• [Short exercise] Give the number of lines in the entries below that contain the string "water", treating uppercase and lowercase as different. Reply with the number only.
— begin Extracted material —
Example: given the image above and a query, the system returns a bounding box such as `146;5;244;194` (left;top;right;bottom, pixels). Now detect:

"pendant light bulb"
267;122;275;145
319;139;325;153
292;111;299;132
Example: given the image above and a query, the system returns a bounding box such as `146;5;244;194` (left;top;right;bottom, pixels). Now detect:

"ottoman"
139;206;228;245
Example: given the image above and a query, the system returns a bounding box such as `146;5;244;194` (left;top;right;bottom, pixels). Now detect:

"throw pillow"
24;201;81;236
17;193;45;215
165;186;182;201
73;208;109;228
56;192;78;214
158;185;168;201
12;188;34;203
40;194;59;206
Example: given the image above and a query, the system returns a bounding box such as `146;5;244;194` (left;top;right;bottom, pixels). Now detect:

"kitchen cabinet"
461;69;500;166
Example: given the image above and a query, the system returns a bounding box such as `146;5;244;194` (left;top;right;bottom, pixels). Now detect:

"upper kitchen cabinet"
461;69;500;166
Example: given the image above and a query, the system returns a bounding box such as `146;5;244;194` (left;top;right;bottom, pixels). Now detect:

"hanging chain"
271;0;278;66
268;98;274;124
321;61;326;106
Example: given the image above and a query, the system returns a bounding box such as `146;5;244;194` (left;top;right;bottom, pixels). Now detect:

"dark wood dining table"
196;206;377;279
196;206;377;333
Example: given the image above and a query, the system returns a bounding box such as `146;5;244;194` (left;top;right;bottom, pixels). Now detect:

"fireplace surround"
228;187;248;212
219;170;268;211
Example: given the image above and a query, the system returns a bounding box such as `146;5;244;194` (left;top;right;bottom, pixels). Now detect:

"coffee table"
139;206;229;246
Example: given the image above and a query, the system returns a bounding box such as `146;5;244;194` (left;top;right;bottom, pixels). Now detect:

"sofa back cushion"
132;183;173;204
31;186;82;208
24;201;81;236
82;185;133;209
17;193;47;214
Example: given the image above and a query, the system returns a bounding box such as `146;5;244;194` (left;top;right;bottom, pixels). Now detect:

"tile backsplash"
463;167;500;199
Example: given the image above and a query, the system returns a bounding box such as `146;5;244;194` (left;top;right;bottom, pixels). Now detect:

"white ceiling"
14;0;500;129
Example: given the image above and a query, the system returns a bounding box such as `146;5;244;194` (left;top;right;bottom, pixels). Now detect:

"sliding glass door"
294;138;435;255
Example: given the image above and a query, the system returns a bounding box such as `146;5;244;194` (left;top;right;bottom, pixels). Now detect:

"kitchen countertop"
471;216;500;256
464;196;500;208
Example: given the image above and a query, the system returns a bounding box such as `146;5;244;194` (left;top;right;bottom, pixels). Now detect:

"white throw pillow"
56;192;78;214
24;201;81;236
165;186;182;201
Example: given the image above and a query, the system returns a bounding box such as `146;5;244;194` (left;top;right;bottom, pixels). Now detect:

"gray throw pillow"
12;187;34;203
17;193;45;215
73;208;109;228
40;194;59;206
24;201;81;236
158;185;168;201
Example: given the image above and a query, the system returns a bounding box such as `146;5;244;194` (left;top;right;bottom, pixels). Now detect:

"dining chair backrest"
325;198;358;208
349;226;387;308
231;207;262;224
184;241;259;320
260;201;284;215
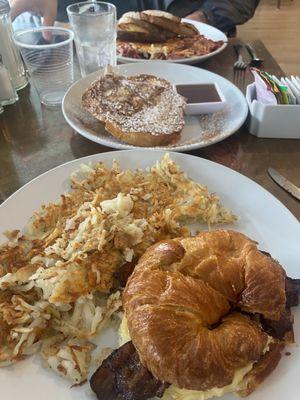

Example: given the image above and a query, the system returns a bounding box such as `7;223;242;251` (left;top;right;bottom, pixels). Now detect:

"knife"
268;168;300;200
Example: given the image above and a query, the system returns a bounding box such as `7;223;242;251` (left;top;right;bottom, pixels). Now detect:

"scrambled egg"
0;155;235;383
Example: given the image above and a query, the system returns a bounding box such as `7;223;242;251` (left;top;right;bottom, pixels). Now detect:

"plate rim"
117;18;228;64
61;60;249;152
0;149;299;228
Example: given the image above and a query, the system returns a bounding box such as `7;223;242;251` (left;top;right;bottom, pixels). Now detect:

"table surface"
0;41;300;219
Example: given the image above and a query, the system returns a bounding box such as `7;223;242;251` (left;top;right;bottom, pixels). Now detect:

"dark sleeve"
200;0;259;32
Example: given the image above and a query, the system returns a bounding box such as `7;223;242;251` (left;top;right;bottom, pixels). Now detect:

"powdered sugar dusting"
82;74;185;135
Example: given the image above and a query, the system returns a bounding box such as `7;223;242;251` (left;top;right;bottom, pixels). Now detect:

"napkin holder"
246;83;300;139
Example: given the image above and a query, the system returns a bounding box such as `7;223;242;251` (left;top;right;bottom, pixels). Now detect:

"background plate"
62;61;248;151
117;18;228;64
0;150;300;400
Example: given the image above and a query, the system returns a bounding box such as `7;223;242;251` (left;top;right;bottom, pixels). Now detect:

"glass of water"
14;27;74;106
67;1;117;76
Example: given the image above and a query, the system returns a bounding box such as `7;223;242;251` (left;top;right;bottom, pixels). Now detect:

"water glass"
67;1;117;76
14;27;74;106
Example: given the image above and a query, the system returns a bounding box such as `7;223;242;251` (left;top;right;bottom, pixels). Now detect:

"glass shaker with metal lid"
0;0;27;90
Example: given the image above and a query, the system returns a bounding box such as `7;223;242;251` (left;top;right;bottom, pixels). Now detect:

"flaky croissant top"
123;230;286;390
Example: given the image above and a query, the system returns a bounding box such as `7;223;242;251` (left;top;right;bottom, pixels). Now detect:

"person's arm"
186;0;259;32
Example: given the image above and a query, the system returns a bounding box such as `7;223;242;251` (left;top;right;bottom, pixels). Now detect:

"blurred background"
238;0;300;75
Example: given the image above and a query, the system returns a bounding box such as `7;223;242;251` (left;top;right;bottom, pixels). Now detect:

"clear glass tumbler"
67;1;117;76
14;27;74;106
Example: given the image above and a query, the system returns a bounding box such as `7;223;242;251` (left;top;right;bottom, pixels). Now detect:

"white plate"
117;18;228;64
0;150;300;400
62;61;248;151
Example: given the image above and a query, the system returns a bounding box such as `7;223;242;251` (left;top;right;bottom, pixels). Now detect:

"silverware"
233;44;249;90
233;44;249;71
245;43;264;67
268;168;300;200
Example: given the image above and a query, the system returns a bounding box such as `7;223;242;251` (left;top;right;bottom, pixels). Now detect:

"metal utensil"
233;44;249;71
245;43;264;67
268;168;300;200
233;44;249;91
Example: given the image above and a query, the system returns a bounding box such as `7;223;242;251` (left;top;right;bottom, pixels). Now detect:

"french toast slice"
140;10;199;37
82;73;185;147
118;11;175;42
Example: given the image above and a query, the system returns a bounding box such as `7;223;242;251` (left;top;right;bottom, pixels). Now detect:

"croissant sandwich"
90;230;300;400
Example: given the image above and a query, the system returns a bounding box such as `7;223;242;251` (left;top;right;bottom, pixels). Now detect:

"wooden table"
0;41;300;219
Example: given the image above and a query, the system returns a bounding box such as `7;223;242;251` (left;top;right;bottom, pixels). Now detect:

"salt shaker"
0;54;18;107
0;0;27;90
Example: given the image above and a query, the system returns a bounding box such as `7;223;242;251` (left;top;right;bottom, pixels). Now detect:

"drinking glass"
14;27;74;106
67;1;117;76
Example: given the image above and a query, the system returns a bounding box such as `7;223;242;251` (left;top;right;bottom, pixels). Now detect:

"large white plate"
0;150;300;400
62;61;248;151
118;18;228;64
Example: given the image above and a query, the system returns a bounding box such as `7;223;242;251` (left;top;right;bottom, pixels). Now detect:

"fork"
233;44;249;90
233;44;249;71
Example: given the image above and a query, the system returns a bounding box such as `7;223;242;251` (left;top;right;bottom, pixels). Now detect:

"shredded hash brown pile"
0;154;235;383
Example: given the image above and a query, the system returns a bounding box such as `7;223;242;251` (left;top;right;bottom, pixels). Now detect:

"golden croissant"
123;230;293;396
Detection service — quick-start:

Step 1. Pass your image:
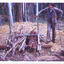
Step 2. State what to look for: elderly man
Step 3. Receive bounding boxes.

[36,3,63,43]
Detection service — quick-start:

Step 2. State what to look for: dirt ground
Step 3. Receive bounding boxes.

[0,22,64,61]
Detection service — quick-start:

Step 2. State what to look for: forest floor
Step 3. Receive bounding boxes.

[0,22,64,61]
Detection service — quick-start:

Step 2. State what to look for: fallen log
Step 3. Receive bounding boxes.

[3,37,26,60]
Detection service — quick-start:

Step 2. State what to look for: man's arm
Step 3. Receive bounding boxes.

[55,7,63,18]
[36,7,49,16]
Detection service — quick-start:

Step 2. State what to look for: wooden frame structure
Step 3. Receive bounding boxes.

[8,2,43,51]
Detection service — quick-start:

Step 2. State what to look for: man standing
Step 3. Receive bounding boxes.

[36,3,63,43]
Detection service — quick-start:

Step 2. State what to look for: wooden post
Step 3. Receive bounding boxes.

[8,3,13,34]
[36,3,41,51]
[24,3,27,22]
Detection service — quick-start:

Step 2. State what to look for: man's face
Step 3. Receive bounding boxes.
— end Extracted material —
— begin Extracted material —
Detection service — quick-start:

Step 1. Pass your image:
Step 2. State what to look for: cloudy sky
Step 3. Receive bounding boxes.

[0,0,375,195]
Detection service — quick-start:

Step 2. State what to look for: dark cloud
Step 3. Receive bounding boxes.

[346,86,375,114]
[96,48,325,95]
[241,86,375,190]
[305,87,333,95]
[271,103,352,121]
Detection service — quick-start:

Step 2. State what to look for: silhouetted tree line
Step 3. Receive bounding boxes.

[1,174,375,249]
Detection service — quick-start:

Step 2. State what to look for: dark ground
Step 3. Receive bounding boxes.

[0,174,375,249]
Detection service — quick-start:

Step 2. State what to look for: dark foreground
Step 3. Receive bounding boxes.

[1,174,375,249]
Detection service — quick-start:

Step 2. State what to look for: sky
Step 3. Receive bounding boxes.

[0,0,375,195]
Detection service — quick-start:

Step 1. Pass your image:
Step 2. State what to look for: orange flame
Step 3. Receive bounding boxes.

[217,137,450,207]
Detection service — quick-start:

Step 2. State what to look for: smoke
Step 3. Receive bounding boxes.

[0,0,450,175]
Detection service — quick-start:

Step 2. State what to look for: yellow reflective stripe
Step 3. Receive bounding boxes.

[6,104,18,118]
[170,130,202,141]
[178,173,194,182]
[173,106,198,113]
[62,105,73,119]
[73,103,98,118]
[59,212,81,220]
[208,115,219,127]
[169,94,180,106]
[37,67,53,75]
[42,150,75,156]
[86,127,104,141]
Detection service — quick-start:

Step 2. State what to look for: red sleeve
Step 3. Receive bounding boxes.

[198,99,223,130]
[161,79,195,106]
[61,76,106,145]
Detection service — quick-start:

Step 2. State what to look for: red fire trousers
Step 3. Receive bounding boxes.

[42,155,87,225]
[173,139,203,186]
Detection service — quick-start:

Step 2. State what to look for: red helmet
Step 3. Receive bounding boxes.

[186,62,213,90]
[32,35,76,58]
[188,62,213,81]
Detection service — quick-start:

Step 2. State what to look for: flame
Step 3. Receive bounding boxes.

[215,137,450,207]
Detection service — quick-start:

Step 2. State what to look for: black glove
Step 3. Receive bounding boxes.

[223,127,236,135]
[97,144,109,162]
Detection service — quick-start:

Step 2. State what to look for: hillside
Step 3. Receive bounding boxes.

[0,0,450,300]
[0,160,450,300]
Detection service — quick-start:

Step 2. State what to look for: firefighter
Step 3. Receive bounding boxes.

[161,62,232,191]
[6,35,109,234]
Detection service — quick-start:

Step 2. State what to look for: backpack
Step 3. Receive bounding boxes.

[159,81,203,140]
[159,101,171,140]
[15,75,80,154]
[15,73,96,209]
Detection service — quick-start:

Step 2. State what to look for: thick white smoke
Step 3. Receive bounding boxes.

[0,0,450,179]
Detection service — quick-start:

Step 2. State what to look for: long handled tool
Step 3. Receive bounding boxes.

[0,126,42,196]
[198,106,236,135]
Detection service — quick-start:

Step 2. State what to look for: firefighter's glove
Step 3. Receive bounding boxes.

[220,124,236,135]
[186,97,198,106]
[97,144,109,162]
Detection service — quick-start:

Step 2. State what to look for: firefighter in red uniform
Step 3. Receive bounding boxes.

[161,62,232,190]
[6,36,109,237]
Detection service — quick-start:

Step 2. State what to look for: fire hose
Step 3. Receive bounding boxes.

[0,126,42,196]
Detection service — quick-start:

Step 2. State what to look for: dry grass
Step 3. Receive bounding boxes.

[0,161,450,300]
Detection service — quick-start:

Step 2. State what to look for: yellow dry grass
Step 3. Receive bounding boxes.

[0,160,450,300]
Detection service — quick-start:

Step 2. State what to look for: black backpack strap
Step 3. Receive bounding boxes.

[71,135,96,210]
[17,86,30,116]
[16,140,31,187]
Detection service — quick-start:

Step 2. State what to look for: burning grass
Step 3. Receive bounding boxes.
— end Extracted material —
— begin Extracted material —
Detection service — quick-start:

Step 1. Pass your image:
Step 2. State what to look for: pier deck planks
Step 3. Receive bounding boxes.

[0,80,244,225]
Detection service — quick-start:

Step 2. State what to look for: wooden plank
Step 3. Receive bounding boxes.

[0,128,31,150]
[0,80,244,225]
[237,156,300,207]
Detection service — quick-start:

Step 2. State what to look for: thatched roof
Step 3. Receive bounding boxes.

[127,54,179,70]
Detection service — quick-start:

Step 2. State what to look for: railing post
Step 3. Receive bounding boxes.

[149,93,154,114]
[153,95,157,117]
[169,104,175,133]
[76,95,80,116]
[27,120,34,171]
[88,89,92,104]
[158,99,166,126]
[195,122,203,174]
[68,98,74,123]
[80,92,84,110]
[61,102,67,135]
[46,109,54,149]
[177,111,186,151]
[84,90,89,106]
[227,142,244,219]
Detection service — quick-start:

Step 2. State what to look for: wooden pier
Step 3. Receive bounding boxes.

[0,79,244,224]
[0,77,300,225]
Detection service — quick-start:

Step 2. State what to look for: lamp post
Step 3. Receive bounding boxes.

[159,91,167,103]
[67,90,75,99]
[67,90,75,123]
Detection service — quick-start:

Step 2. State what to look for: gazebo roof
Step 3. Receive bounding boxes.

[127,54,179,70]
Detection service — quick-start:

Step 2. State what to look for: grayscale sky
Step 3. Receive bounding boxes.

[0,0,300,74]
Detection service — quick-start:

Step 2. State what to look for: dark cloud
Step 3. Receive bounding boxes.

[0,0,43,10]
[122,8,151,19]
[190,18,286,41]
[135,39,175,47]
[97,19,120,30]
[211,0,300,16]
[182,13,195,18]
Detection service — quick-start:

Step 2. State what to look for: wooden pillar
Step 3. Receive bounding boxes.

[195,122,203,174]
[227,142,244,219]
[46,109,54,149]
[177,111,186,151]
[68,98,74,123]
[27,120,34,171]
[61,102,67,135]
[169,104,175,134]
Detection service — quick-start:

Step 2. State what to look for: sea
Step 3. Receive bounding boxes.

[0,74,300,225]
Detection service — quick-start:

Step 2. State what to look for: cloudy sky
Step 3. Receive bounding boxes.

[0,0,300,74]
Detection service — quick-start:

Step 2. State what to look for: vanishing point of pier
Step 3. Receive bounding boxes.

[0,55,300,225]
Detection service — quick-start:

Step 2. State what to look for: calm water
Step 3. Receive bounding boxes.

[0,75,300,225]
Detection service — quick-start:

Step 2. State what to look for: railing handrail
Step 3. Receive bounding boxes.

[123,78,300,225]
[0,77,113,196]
— end Extracted material —
• [Reply to the exercise] 3